_Do this_
The records below are to be quoted in full; please keep every word exact.

>> begin Given data

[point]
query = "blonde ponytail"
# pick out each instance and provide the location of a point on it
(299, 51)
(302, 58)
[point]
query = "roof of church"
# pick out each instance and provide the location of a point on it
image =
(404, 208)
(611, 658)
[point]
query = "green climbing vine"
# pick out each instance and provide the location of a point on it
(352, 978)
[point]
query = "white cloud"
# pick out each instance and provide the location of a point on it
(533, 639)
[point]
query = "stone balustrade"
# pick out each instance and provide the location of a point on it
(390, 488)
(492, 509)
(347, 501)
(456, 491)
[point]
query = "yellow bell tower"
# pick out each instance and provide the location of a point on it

>> end Given data

_Right answer_
[point]
query = "blonde ponytail"
# pick out each instance and provide the location of a point on it
(299, 51)
(302, 58)
[point]
query = "roof of church"
# pick out each instance and provide the location of a point on it
image =
(404, 208)
(611, 658)
[point]
query = "green climbing vine"
# pick out each instance and provide the location of a point on it
(352, 978)
[point]
query = "white cloud"
# pick out each instance and provide the location of a point on it
(533, 639)
[point]
query = "stone balustrade"
# pick out each instance and provide the location of a point on it
(390, 488)
(492, 509)
(347, 501)
(456, 491)
[point]
query = "yellow bell tower"
# pick out each instance and provide the location of a point on it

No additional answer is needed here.